# Text block start
Member of the Queensland Legislative Assembly for Mount Ommaney
- In office 19 September 1992 – 15 July 1995
- Preceded by: New seat
- Succeeded by: Bob Harper

Personal details
- Born: Peter Malcolm Pyke 15 November 1950 (age 75) London, England
- Party: Katter's Australian (since 2012)
- Other political affiliations: Labor (1992-1998)
- Occupation: Police officer, Electrician

= Peter Pyke =

Australian politician

Peter Malcolm Pyke (born 15 November 1950) is an Australian politician. Pyke was born in London and served with the Queensland Police Service for 16 years before entering parliament, heading the first dedicated police unit to focus on violence against women and serving as an instructor at the Queensland Police Academy. He came to public attention as a campaigner against corruption in the service, making a 100-page submission to the Fitzgerald Royal Commission of Inquiry and commenting regularly to the media on the inquiry's proceedings.

Pyke was elected to the Legislative Assembly of Queensland as the Labor member for the newly created seat of Mount Ommaney at the 1992 state election. Mount Ommaney was predominantly based on the former safe Liberal seat of Sherwood which had been held for 11 years by former barrister and Liberal Party leader Angus Innes. Pyke lost his seat at the 1995 state election, at which he was defeated by Bob Harper of the Liberal Party.
# Text block end
# Information shown start
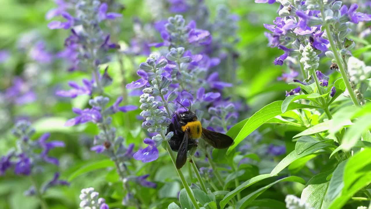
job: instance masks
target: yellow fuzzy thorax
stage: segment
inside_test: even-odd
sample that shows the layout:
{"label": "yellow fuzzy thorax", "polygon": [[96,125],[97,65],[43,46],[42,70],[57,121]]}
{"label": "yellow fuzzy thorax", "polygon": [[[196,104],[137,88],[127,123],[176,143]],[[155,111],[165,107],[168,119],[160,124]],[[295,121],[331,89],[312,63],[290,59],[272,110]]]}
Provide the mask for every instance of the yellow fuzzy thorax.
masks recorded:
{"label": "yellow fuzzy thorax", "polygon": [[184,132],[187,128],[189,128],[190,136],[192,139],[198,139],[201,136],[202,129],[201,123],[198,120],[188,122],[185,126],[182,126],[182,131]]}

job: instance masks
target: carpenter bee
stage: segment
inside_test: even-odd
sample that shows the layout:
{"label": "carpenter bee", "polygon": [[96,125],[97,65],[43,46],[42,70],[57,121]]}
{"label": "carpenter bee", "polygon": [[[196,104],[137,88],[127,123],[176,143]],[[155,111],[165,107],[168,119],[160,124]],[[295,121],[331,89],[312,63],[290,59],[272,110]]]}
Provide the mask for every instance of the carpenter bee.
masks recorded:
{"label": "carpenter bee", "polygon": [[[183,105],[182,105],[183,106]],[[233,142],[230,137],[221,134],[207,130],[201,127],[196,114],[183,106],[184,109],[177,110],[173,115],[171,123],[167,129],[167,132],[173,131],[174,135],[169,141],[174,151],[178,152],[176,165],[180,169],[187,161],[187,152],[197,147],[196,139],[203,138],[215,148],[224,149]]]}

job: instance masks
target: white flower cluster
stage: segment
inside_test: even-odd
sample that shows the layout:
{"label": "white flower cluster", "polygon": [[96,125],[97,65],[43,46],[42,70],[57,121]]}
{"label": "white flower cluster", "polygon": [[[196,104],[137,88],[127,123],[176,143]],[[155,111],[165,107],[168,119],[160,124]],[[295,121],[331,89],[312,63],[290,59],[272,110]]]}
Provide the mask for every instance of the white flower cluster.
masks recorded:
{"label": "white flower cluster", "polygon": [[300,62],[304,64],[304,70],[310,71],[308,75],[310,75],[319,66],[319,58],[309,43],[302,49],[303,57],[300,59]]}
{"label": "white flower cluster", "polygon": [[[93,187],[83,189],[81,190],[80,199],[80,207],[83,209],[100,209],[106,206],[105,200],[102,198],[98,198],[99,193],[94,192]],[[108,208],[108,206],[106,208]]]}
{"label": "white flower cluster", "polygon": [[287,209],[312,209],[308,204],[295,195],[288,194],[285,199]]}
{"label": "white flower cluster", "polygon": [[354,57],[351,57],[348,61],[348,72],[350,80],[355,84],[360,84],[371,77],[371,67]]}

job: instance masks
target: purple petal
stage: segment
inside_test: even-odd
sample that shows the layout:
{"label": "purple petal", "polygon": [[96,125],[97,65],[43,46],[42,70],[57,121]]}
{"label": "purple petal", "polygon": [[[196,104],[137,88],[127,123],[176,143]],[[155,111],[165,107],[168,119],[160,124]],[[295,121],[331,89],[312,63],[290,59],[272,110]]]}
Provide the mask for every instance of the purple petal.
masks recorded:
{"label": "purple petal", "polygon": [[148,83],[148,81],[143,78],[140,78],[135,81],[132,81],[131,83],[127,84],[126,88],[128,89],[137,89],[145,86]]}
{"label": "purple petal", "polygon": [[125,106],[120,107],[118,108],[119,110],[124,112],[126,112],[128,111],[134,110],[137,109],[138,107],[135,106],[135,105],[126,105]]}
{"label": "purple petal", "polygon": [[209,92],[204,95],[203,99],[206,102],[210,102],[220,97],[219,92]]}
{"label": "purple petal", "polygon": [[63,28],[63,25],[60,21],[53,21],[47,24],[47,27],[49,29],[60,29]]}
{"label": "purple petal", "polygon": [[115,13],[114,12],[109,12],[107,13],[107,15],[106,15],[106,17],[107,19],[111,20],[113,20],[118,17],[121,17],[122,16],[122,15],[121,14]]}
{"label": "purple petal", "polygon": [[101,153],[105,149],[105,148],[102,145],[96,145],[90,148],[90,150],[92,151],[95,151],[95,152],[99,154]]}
# Information shown end
# Information shown start
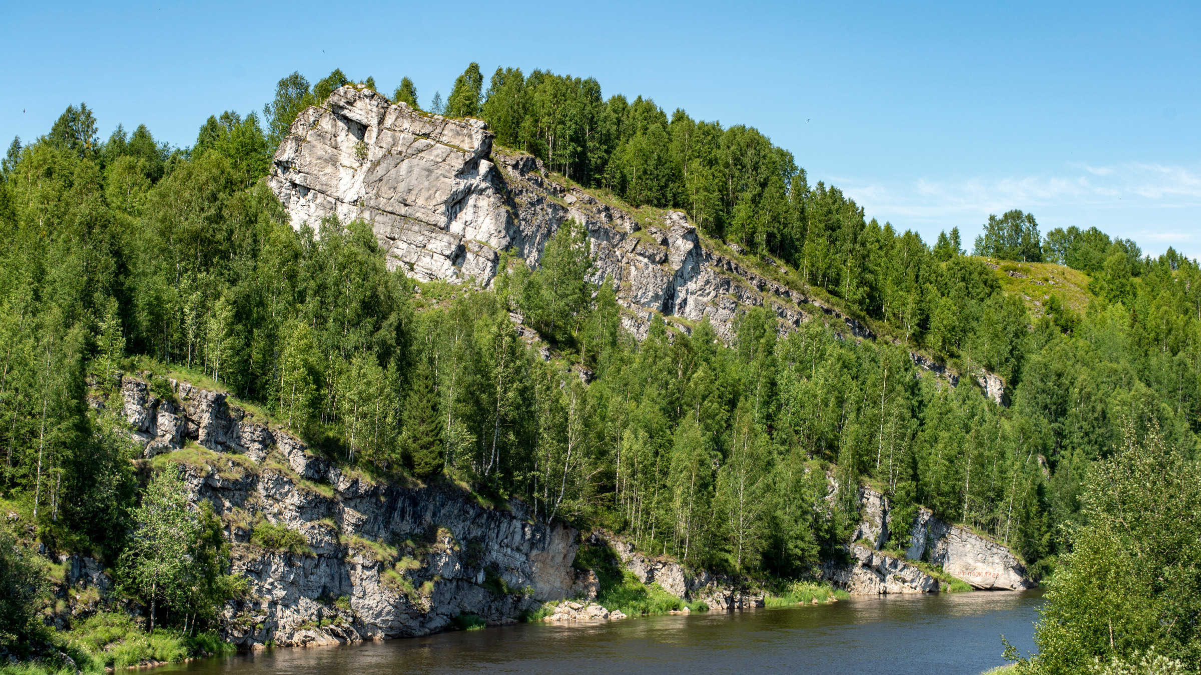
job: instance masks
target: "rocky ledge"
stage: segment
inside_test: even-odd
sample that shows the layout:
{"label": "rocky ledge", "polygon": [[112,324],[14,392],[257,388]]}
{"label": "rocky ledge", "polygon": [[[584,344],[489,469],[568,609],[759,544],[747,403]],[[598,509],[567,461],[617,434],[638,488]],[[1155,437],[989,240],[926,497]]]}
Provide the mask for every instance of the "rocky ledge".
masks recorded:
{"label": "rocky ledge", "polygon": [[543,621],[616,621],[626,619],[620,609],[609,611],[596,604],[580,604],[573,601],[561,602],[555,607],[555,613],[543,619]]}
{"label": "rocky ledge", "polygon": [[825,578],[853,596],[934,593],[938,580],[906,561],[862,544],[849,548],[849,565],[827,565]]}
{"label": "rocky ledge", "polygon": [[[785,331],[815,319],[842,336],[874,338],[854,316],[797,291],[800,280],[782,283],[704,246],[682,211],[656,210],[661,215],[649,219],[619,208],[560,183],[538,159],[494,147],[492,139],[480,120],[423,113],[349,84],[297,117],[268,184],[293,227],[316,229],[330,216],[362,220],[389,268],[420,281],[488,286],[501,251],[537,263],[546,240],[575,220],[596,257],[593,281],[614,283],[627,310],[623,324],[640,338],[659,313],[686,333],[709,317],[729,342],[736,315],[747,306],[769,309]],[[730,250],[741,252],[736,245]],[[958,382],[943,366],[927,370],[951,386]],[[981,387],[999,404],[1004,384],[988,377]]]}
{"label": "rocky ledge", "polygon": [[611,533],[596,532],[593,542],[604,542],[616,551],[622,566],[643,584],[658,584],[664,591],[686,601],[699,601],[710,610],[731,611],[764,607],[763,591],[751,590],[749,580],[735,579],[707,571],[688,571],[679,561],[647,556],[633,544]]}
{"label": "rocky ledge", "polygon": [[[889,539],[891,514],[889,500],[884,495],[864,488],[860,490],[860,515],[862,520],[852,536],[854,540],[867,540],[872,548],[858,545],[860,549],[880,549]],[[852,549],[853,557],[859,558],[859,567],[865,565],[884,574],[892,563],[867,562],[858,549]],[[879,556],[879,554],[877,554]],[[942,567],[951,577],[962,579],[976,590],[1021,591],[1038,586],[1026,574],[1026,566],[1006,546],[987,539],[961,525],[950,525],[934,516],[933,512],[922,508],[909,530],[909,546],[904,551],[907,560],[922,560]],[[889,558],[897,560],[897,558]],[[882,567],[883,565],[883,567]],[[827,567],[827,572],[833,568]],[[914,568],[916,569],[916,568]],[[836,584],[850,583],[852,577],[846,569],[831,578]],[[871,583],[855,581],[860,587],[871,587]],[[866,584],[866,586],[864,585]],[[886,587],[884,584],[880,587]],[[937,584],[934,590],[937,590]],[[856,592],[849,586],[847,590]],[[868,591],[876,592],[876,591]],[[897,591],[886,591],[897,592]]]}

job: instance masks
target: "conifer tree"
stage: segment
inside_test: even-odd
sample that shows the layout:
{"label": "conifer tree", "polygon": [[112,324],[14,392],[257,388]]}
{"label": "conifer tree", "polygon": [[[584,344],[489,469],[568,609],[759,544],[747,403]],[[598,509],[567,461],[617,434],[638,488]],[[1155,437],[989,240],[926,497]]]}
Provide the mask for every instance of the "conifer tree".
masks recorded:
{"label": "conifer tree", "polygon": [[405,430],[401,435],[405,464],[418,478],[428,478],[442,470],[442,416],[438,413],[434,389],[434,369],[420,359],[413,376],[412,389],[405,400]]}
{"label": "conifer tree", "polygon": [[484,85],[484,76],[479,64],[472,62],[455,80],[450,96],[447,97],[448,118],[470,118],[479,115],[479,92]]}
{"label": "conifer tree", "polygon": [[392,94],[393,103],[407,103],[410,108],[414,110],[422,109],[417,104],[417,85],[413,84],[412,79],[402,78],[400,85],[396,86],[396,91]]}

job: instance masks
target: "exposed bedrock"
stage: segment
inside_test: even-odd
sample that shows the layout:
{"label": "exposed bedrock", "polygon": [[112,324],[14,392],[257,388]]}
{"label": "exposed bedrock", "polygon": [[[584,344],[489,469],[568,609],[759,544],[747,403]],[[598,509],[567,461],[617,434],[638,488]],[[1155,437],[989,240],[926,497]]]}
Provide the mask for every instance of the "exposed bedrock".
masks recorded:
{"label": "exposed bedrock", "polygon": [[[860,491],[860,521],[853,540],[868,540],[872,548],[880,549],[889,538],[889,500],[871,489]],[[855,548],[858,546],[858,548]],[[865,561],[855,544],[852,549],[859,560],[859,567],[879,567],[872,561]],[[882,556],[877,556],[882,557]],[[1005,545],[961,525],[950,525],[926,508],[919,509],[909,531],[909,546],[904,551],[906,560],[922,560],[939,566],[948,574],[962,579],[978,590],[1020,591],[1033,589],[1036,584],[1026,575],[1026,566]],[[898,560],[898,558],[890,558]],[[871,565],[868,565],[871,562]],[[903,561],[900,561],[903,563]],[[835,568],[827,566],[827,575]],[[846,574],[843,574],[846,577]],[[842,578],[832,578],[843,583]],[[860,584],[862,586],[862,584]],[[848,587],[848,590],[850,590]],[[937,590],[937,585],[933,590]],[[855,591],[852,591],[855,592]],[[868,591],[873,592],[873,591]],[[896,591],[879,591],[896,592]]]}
# Information shown end
# Information shown start
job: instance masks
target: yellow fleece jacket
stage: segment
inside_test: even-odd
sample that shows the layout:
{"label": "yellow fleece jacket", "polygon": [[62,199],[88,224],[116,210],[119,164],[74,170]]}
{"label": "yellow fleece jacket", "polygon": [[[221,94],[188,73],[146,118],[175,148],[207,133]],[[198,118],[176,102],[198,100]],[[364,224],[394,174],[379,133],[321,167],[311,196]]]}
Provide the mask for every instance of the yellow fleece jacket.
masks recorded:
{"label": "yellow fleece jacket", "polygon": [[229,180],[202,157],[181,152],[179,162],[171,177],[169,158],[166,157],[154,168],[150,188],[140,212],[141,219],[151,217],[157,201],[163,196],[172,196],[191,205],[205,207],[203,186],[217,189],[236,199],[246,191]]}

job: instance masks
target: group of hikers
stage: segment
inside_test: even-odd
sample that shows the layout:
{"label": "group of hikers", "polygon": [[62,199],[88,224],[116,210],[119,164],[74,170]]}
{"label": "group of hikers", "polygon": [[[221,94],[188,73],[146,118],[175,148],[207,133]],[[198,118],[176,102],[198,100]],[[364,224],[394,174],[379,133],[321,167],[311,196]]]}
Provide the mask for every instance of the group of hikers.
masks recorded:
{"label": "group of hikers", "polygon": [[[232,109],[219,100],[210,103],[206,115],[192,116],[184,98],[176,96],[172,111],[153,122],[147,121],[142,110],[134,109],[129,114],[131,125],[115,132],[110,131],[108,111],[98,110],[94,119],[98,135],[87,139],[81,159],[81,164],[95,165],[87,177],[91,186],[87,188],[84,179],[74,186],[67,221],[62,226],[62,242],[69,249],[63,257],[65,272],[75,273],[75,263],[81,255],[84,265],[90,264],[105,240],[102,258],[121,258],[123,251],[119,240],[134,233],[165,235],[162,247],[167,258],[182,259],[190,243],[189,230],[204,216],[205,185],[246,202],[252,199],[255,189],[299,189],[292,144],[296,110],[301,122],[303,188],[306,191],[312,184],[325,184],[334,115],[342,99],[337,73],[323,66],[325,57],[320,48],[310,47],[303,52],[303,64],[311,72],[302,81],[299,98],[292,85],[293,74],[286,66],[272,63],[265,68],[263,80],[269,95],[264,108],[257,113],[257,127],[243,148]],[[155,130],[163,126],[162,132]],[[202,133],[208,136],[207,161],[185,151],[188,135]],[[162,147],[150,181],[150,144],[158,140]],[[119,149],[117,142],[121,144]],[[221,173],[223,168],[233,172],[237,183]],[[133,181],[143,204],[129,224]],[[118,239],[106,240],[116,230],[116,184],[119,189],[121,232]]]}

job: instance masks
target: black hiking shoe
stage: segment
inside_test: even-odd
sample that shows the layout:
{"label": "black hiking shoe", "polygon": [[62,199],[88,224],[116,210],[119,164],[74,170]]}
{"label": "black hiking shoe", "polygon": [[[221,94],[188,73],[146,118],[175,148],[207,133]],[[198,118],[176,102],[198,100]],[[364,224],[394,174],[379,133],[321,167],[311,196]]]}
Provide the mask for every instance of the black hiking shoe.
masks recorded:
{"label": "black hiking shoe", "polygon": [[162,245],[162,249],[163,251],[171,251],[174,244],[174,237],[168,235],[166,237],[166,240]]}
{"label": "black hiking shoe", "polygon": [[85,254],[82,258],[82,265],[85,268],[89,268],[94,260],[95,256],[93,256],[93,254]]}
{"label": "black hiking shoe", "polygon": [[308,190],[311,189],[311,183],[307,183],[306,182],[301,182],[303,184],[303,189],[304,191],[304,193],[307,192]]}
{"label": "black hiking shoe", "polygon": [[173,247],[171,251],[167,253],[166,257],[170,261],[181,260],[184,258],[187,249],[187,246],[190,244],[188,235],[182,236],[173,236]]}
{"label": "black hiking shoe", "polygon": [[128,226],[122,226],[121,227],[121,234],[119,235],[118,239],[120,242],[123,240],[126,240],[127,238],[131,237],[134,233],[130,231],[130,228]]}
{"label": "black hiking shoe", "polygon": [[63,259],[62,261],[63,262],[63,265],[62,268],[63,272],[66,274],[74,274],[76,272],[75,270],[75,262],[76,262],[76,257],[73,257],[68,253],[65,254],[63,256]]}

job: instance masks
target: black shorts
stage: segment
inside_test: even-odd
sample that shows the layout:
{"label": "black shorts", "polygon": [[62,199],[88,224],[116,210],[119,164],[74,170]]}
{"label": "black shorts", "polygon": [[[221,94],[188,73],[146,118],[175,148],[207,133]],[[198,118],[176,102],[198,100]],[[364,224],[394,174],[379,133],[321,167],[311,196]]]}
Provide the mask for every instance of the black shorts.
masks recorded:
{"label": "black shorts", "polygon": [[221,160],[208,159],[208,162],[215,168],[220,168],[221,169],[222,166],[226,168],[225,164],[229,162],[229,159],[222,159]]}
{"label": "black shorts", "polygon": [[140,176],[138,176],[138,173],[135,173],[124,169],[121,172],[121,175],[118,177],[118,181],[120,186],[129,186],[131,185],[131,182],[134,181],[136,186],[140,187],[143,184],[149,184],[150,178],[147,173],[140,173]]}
# Information shown end
Exercise aim: Continue the Peter Pyke biography from the point at which it ends. These records were taken from a source other than the Peter Pyke biography.

Result:
In 1993, members of the Queensland Police Service launched an unsuccessful prosecution against Pyke, accusing him of assaulting and depriving the liberty of Brentus Noel Whittaker. The expense of contesting the proceedings forced Pyke to sell his home. Pyke claimed the episode left him in fear for his family's safety after he was threatened by a stranger at a bottle shop on 28 June 1996, shortly after he discussed lodging a complaint with the Crime and Justice Commission over the fabrication of charges against him by police officers.

Pyke attempted a political comeback by standing as an independent at the 2009 state election for the district of Toowoomba South. In June 2010 he announced the formation with former journalist and Liberal Party adviser Graham Higgins of a new political party, the Republican Democrats. In May 2011, Pyke announced his intention to join forces with and run for the Queensland Legislative Assembly for the district of Toowoomba North for Queensland Party which was formed by former Liberal parliamentarian Aidan McLindon in 2010.

In 2012 Peter Pyke ran for the seat of Toowoomba North for Katter's Australian Party and didn't succeed. Pyke was the third most popular candidate following Kerry Shine and Trevor Watts.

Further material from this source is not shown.